REQUIREMENT – Reproduce, without alteration, everything in the entries below from the line containing "Wanted | a point on the white" down to the end of the entries.

— start —

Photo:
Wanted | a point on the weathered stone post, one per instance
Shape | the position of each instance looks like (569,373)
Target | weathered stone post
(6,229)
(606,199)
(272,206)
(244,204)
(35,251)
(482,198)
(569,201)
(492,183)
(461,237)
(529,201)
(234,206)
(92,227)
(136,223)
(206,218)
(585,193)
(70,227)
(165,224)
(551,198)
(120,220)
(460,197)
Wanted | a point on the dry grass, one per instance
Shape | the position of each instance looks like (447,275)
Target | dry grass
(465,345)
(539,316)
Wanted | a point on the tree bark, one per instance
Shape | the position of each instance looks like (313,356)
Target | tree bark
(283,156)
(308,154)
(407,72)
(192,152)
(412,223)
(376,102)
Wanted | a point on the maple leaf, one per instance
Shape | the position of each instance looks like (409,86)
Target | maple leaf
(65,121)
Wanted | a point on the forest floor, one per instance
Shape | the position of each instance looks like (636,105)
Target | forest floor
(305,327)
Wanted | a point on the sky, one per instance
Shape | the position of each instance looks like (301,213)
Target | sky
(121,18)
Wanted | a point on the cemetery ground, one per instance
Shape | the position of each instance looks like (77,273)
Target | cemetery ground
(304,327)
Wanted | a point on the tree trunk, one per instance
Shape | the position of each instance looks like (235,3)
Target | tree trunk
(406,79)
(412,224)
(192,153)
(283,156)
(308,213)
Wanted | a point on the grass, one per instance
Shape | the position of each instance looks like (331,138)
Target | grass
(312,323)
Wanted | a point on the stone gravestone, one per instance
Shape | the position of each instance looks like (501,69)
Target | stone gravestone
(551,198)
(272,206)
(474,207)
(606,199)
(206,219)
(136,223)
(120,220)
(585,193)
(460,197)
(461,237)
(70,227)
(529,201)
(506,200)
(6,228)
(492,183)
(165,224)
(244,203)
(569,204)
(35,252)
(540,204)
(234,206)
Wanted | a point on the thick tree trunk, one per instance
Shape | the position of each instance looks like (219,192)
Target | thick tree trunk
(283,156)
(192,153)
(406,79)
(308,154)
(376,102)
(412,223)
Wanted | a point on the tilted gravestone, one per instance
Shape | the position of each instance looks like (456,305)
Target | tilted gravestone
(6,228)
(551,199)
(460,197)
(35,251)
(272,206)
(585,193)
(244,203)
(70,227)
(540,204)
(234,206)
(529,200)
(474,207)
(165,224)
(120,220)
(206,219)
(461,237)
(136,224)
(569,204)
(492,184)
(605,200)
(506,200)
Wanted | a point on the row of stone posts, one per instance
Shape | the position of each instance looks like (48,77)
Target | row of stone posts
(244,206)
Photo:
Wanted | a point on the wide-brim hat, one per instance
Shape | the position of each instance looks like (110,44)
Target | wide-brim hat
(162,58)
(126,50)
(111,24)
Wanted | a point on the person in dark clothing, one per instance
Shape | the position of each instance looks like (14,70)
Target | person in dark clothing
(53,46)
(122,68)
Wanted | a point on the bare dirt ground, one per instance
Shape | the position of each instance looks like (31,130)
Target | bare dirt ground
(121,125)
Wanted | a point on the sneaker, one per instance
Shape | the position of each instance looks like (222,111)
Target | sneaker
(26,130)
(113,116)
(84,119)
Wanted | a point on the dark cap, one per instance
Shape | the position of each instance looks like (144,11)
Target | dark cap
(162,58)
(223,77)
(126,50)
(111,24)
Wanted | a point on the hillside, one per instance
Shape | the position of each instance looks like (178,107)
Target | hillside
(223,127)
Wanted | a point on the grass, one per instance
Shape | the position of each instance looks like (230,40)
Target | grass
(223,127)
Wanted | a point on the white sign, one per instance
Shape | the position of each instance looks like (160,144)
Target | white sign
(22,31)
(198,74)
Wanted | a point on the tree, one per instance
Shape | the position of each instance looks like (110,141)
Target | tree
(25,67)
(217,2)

— end —

COMPLETED EXERCISE –
Wanted | a point on the white sign, one per instance
Shape | the position of each instance looks like (160,144)
Target | white sign
(22,31)
(198,74)
Wanted | a point on the tree, one per instance
Shape | the position of each instance looks like (110,141)
Target | tree
(25,67)
(217,2)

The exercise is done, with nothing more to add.